> _About this task_
Search the data for the word "negative" and copy out every line that has it.

> _Material for this exercise_
· · ·

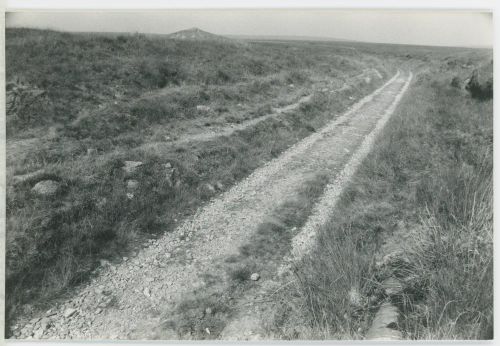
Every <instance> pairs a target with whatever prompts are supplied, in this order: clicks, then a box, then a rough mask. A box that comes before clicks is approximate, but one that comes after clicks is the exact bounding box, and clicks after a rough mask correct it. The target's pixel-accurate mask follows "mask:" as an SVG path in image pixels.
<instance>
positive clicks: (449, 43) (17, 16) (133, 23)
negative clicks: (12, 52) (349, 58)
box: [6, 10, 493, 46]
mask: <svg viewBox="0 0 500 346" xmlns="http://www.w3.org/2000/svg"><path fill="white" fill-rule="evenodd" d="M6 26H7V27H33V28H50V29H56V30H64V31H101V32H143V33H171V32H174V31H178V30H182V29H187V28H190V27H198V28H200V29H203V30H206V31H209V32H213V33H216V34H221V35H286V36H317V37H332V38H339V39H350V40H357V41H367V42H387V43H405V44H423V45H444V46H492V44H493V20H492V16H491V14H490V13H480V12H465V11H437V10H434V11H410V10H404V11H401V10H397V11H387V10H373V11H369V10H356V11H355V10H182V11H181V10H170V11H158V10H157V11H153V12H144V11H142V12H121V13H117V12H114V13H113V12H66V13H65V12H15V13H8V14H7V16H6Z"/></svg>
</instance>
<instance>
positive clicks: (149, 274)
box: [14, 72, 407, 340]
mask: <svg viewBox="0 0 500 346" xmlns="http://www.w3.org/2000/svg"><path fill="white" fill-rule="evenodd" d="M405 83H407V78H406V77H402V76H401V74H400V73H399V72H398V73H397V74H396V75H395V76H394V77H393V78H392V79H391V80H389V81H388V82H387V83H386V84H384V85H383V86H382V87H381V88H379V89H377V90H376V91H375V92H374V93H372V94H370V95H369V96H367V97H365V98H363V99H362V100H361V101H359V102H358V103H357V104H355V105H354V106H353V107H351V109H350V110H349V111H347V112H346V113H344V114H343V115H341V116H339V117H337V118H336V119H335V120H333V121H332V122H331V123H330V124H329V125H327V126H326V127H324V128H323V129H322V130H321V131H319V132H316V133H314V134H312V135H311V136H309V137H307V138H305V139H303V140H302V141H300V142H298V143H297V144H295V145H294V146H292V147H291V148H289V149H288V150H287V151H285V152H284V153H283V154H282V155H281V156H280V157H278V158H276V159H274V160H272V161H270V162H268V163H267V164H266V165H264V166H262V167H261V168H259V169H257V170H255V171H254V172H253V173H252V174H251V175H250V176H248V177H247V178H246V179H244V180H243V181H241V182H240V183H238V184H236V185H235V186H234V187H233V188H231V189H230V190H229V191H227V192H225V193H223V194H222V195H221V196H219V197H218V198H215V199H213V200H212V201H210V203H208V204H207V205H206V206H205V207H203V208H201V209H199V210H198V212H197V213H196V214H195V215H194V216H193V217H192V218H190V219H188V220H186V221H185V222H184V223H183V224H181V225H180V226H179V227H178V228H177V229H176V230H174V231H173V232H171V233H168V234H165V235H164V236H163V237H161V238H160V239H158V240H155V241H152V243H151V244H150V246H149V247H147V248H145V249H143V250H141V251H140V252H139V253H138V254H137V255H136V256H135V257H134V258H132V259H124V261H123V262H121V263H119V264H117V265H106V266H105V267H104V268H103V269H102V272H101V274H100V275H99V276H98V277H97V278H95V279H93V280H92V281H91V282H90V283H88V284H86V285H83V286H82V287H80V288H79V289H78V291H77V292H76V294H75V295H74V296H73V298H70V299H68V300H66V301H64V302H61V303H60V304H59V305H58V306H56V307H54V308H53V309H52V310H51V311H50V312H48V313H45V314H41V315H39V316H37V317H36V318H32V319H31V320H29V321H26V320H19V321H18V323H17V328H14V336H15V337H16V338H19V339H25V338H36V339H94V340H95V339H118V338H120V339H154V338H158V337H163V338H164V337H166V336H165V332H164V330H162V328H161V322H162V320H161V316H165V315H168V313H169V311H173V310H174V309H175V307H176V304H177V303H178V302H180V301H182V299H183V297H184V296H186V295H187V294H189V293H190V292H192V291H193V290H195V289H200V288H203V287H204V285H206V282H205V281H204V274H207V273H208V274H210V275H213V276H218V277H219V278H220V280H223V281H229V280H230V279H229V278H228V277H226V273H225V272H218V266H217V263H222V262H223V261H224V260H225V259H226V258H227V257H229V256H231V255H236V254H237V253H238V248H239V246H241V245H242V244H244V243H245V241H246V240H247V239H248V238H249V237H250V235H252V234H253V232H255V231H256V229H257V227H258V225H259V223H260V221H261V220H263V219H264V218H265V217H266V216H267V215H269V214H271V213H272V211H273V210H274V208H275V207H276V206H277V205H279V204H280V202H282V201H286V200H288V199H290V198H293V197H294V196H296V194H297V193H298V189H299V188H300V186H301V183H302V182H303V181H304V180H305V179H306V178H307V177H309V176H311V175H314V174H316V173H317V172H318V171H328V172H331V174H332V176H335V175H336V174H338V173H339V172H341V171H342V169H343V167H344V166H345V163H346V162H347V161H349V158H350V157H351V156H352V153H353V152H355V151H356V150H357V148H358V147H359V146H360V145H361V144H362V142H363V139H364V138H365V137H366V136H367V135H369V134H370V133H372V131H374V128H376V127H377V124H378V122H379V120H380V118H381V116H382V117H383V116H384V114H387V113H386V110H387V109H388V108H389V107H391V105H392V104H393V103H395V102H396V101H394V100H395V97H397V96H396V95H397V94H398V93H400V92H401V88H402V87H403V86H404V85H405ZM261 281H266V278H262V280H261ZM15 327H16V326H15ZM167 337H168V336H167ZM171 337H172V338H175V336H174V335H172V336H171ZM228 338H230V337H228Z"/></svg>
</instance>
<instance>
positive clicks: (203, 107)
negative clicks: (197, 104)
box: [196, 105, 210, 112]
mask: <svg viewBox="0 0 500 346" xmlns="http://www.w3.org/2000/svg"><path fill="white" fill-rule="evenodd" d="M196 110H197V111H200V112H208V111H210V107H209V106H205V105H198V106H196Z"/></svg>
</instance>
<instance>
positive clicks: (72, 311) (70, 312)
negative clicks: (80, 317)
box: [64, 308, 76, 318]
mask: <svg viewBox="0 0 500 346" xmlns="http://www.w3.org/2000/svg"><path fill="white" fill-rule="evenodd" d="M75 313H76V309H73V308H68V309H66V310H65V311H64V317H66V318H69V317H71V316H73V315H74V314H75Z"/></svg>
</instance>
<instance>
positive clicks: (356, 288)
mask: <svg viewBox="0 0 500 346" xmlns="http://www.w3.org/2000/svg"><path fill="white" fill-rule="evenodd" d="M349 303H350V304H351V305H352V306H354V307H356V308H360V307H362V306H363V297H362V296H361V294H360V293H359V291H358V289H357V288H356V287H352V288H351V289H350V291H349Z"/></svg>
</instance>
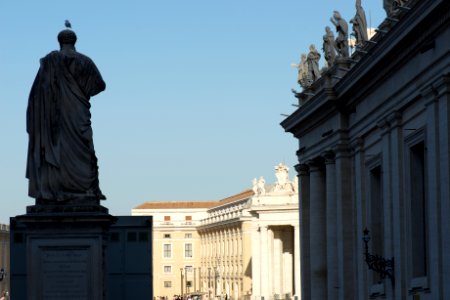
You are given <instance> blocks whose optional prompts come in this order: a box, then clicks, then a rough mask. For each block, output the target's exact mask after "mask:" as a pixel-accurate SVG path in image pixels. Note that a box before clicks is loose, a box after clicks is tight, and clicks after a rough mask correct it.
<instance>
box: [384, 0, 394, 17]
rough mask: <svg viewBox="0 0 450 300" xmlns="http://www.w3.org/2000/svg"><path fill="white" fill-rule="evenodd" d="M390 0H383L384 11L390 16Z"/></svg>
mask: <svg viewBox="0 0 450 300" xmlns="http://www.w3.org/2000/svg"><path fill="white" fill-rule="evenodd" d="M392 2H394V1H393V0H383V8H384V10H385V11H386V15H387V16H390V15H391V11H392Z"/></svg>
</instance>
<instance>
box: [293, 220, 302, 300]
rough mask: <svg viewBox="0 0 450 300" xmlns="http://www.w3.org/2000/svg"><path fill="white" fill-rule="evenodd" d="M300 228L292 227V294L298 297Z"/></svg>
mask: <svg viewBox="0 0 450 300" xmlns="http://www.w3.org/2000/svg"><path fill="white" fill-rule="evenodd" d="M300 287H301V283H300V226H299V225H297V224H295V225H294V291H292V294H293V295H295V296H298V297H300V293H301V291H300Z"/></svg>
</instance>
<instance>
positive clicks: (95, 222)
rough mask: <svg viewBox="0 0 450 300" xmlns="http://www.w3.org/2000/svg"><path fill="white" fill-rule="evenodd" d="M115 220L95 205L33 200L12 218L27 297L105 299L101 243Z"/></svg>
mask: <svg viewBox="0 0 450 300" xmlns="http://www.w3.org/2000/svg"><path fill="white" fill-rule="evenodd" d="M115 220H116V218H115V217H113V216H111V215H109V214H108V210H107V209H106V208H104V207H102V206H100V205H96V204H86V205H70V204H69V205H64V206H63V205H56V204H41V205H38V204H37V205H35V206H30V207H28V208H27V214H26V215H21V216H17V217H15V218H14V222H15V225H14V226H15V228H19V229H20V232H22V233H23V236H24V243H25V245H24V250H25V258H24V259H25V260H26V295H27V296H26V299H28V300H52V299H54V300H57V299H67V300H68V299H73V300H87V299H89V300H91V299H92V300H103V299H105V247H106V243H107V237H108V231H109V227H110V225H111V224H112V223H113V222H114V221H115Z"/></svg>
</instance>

· · ·

> _Exercise answer_
negative clicks: (12, 52) (349, 58)
negative clicks: (197, 104)
negative clicks: (80, 317)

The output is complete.